__Texto proporcionado__
--*--
El Gobierno de Bagdad, que había anunciado el cierre
definitivo de Camp Ashraf el 31 de diciembre, decide posponer la medida hasta
abril
El campo de
refugiados de Ashraf recibe un poco de oxígeno. El Gobierno de Irak,
que había anunciado el cierre definitivo del controvertido asentamiento de
exiliados iraníes el 31 de diciembre, ha decidido posponer la medida hasta
abril, en respuesta a una recomendación de Naciones Unidas, que negocia una
salida “pacífica” a la crisis.
El problema es que los 3.300 ocupantes de esa antigua base militar se
niegan a abandonarla. Aunque nadie contempla enviarlos a Irán, la convicción de
que una vez dispersos perderán su relevancia, les hace dar largas. Ante el
riesgo de que su desalojo vuelva a producir muertos, la ONU busca países de
acogida. “Es una patata caliente”, admiten fuentes diplomáticas europeas. Nadie
quiere saber nada de un colectivo que no sólo Irán sino también EE UU y algunos
países europeos consideran terrorista.
Camp Ashraf, a 60 kilómetros al norte de Bagdad, es el cuartel general de
los Muyahidin-e Jalq,
o Combatientes del Pueblo, el principal grupo de oposición armada al régimen
teocrático de Irán. Para irritación de éste, cuando los norteamericanos
invadieron Irak en 2003 se limitaron a desarmarles y les otorgaron el estatuto
de "personas
protegidas bajo la Convención de Ginebra". Esa medida convenció
a los mandatarios iraníes de que Washington les reservaba un papel en un
eventual ataque contra su país.
--*--
__Entradas extraídas__

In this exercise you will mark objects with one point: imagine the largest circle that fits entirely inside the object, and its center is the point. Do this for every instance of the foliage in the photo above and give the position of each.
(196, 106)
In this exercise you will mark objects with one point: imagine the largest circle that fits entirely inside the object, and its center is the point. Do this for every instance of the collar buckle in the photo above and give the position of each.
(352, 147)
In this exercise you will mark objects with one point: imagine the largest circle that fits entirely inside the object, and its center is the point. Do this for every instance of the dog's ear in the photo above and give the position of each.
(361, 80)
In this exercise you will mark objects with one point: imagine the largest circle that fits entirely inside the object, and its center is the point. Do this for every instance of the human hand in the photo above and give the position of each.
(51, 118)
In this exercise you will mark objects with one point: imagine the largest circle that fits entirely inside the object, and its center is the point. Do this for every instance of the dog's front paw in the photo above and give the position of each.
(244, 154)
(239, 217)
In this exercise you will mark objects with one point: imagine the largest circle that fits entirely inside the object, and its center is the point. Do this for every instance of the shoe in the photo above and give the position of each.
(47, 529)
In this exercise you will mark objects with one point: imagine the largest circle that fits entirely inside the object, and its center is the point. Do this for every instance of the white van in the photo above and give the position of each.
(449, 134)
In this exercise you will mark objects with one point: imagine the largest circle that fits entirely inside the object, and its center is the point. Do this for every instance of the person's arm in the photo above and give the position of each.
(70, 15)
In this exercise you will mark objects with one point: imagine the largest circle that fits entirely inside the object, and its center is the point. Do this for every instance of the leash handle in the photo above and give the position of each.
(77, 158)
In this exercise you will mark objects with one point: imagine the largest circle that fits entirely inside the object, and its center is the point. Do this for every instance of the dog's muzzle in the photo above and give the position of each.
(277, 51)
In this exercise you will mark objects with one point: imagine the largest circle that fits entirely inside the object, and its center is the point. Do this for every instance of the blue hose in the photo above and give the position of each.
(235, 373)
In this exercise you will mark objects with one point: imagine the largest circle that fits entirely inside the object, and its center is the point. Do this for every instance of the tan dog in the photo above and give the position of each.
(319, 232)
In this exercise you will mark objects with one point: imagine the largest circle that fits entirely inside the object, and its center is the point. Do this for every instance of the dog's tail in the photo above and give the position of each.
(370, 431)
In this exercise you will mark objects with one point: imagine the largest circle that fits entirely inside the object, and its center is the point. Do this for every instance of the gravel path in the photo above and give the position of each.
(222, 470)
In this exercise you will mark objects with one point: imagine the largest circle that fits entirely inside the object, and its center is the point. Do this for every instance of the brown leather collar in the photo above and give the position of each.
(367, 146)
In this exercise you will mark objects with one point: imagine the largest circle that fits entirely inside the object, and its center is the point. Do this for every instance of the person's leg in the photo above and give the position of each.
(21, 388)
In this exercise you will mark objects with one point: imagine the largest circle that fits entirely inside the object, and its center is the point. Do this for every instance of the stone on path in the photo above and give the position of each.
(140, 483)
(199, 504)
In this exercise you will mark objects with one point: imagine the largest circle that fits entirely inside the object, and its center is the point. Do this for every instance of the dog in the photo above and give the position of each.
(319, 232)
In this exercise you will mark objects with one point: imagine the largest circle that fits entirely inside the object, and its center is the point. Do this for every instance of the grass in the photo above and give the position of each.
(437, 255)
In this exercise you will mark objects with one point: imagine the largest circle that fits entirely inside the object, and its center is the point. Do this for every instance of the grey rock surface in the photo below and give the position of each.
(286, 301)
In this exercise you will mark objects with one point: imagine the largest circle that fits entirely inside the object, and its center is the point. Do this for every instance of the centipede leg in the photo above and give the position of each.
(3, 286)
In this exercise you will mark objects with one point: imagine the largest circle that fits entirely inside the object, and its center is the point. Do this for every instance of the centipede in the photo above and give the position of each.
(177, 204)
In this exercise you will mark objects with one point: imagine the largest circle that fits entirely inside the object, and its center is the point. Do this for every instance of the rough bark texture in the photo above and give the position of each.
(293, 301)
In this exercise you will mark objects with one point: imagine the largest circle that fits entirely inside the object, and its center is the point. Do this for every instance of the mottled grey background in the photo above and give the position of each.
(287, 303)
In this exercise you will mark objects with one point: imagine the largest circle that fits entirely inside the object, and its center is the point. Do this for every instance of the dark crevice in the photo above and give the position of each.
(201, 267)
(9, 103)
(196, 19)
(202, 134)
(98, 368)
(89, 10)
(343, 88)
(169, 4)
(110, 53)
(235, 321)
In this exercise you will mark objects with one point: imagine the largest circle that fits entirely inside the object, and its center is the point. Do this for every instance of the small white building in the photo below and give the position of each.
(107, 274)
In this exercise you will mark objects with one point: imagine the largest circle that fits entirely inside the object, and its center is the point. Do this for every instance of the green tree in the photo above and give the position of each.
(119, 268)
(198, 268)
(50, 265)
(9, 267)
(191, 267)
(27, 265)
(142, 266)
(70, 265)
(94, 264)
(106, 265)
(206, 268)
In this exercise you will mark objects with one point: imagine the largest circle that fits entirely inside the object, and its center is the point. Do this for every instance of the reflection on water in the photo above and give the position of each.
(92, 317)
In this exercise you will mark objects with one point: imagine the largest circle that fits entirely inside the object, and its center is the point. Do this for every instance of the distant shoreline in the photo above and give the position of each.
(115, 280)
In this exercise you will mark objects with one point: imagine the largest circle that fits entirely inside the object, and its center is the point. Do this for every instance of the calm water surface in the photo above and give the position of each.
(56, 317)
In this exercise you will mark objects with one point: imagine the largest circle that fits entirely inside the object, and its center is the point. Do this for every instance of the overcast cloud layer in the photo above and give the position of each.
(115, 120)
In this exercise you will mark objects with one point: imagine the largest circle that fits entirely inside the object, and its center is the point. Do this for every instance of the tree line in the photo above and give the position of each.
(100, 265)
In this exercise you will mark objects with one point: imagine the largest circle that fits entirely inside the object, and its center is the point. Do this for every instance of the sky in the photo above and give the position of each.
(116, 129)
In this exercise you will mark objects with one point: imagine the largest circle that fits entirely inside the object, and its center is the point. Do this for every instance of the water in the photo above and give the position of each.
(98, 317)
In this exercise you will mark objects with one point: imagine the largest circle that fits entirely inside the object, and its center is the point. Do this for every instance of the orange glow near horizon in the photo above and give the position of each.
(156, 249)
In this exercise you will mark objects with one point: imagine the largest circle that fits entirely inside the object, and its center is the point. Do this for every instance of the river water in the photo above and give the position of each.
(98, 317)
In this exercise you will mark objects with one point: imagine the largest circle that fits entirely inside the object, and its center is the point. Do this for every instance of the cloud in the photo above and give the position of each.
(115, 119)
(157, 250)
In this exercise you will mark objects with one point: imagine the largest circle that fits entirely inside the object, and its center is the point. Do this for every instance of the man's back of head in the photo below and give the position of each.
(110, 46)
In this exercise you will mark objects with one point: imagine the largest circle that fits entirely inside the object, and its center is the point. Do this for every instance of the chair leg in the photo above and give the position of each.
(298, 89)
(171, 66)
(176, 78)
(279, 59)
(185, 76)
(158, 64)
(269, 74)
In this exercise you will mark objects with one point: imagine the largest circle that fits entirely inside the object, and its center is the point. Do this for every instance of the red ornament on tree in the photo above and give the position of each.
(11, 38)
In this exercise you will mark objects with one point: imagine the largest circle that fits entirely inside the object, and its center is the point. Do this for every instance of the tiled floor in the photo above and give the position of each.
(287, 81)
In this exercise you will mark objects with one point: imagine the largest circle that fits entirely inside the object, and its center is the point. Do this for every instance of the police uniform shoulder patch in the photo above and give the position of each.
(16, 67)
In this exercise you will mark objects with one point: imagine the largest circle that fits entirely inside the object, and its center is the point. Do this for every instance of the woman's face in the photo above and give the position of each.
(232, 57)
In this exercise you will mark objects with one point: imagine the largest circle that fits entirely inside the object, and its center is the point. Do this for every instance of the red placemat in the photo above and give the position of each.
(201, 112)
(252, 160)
--*--
__Consigna A__
Traduce al inglés esta oración del texto sobre Camp Ashraf: «El problema es que los 3.300 ocupantes de esa antigua base militar se niegan a abandonarla.»
__Consigna B__
Prosigue la redacción del texto sobre Camp Ashraf a partir de su última oración.

__Respuesta A__
The problem is that the 3,300 occupants of that former military base refuse to leave it.

__Respuesta B__
Sin embargo, en 2009, EE UU entregó Camp Ashraf al Gobierno iraquí, que
considera a sus residentes una amenaza para la seguridad. Desde entonces, las
presiones de Irán sobre su vecino para que desmantele la base se incrementan
con cada visita oficial. El recinto, que se encuentra a apenas un centenar de
kilómetros de la frontera iraní y tiene una superficie de 32 kilómetros
cuadrados, se ha convertido en una obsesión para Teherán y en un riesgo para
Irak que, sin la protección americana, puede ser objeto de una incursión iraní
en cualquier momento.
Las autoridades iraquíes, que comparten la sensibilidad de Teherán respecto
a los ocupantes de Ashraf, han ido presionándoles en la esperanza de incentivar
que se fueran. Pero su fuerte ideologización ha provocado la reacción
contraria. Sendos intentos de desalojo en 2009 y en abril de este
año dejaron un total 47 muertos y decenas de heridos, despertando el
clamor de las organizaciones de derechos humanos.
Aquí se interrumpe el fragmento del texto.